# Belt grinder setup for chisel sharpening



## AlanZ (Apr 1, 2009)

Greetings all.

I'm just plunging headlong into the world of turning, and have a question about some chisel sharpening options.

I recently received a Nova Sharpening Center jig

http://www.teknatool.com/products/Other/Sharpening_Centre/Sharpening_centre.htm

And although I can set it up with a bench grinder, I'd really rather prefer to use my 2"x72" variable speed Bader belt grinder.

Now for the interesting question. I have both and 8" wheel, and a combination platen for the grinder, and I'm not sure which to use with the jig. I can rig up pretty much any kind of support.


Using the wheel places an 8" rubber wheel behind the belt, and would produce a grind similar to an 8" bench grinder (resulting in a slightly concave grind).
Using the combination platen places a vertical flat metal platen behind the belt (resulting in a flat grind). I can easily remove the toolrest from in front of the platen.
Here's what the options look like:










So, which would you choose, and why?
Inquiring minds want to know!


----------



## LEAP (Apr 1, 2009)

• _Items_:
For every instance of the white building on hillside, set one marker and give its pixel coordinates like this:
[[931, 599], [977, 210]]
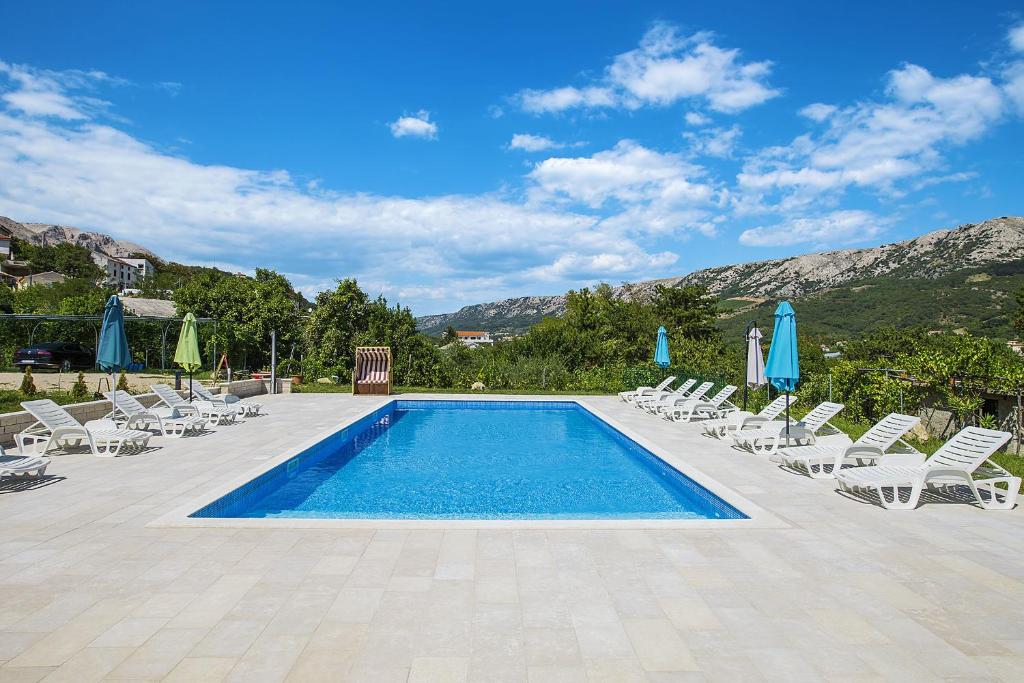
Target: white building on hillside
[[474, 339], [121, 272], [143, 267]]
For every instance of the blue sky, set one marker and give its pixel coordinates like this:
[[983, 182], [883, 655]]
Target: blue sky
[[453, 155]]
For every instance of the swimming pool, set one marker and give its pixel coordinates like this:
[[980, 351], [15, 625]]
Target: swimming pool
[[474, 460]]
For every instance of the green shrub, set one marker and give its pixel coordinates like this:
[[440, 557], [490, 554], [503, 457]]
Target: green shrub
[[28, 387], [79, 390]]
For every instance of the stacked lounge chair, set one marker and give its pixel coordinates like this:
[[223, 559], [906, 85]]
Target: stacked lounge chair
[[769, 436], [686, 410], [246, 409], [653, 403], [823, 462], [55, 427], [22, 465], [168, 421], [952, 465], [214, 415], [720, 428], [630, 396]]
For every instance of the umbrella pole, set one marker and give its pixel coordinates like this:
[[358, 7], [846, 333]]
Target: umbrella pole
[[787, 417], [747, 361]]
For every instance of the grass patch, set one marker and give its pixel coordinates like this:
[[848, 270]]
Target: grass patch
[[347, 388], [10, 400]]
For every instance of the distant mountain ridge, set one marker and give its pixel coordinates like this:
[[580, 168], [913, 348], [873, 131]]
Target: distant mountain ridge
[[930, 256], [49, 235]]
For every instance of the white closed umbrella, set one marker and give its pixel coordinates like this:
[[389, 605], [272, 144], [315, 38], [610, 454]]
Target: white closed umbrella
[[755, 360]]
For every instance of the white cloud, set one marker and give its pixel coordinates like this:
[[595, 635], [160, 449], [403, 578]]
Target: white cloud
[[666, 68], [838, 227], [1016, 38], [696, 119], [817, 112], [528, 142], [417, 125], [628, 173], [719, 142], [876, 145], [84, 173]]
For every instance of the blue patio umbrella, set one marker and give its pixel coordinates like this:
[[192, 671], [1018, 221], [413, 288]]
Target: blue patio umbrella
[[782, 367], [113, 354], [662, 349]]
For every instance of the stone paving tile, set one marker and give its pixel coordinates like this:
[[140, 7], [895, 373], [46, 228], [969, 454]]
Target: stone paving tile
[[846, 592]]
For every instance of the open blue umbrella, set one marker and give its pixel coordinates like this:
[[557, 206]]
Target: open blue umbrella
[[662, 349], [782, 368], [113, 354]]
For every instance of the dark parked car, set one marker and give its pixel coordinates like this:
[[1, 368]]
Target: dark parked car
[[55, 355]]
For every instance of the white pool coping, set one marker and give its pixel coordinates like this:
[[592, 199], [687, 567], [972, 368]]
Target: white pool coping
[[758, 517]]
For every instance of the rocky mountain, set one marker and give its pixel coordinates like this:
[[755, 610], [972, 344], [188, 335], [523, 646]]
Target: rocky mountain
[[932, 256], [48, 235]]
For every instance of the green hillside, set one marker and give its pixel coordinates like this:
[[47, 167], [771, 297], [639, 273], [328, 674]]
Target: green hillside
[[979, 300]]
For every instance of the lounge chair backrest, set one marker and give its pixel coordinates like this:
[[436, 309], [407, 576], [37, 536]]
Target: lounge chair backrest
[[664, 384], [700, 390], [722, 395], [968, 450], [125, 401], [885, 433], [49, 414], [821, 414], [167, 394], [777, 407], [684, 387], [202, 391]]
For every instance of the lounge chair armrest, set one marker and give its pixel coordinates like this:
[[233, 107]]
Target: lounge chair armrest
[[24, 439], [903, 459], [865, 453], [944, 473]]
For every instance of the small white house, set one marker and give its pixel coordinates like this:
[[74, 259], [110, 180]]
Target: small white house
[[474, 339], [142, 266]]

• _Exercise A_:
Reproduce the stretch from "Now for the" through "slightly concave grind)." of the belt grinder thread verbatim.
• _Exercise B_:
In the belt grinder thread, what equipment does the poster say they have or have recently received?
Work only from the belt grinder thread.

• _Output A_:
Now for the interesting question. I have both and 8" wheel, and a combination platen for the grinder, and I'm not sure which to use with the jig. I can rig up pretty much any kind of support.


Using the wheel places an 8" rubber wheel behind the belt, and would produce a grind similar to an 8" bench grinder (resulting in a slightly concave grind).

• _Output B_:
- Nova Sharpening Center jig
- 2"x72" variable speed Bader belt grinder
- 8" wheel
- Combination platen